GIVEN INFORMATION:
START
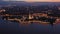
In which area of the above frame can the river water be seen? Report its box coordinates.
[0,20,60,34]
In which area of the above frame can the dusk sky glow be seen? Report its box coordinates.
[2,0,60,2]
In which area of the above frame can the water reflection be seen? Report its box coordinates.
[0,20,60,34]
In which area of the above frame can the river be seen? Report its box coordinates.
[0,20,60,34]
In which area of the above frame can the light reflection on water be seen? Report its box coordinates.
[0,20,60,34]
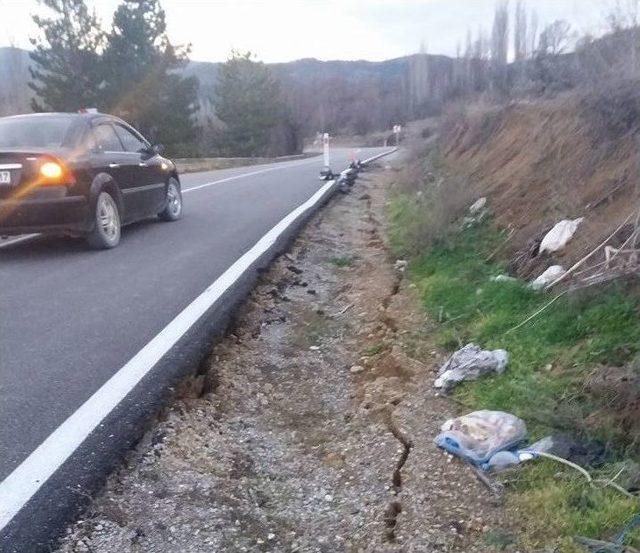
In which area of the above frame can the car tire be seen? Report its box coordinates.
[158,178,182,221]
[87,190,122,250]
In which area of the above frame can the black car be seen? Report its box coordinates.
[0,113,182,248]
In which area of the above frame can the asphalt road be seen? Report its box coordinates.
END
START
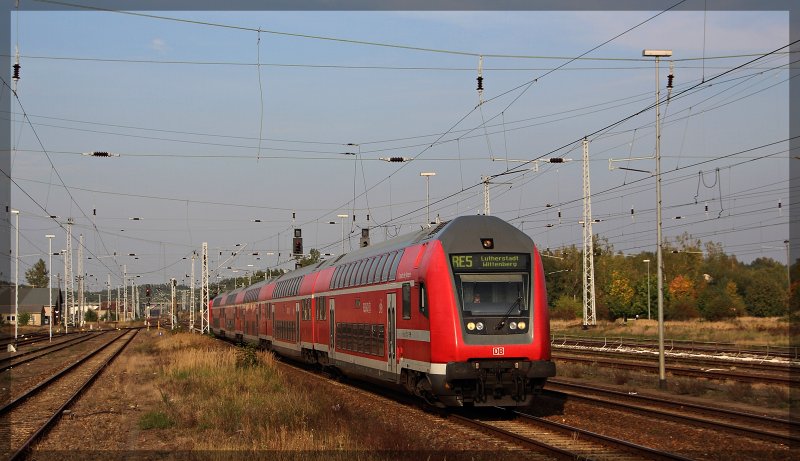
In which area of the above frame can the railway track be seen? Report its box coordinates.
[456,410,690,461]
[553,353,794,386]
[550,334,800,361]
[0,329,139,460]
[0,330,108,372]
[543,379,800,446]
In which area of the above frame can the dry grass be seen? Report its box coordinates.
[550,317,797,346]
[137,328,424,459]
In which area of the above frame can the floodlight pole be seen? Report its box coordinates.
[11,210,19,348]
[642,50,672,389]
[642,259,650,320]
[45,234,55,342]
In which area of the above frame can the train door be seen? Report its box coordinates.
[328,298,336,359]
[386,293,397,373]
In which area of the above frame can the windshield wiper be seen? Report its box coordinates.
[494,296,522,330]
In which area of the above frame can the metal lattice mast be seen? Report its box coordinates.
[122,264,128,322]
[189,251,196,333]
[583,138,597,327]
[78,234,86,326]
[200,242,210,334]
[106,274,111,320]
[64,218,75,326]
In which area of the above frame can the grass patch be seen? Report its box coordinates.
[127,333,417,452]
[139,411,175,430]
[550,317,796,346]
END
START
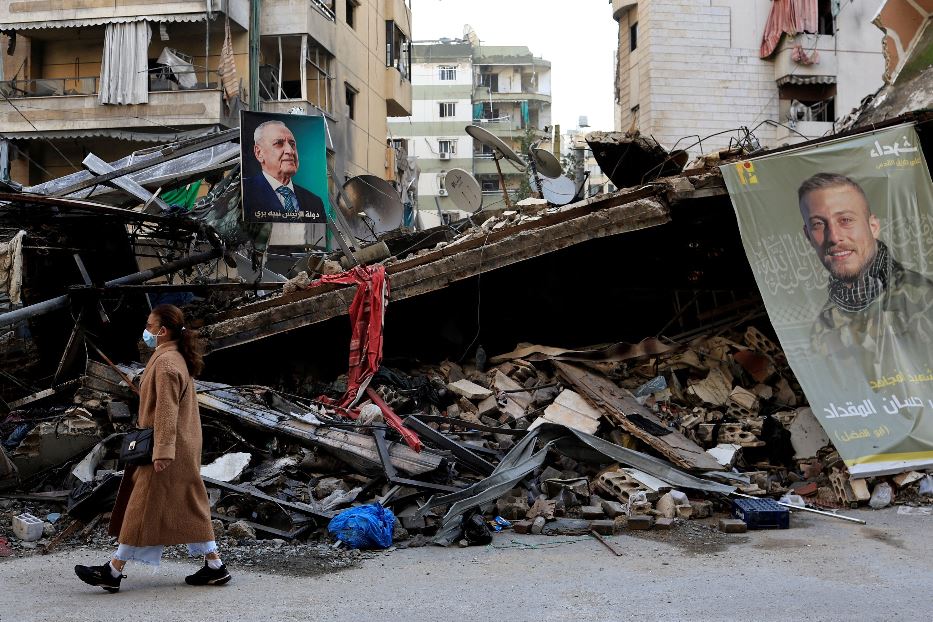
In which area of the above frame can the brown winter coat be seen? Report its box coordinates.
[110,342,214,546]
END
EXERCISE INSTRUCTIONS: Extract from the records above every line that contains the string "water", and copy each such line in full.

WRITTEN ANSWER:
In which area of the above frame can the river water be seen? Report its box coordinates.
In which area of the above frame can the water reflection be seen? Report its box coordinates.
In which area of the above frame can the light reflection on water be seen? Report its box coordinates.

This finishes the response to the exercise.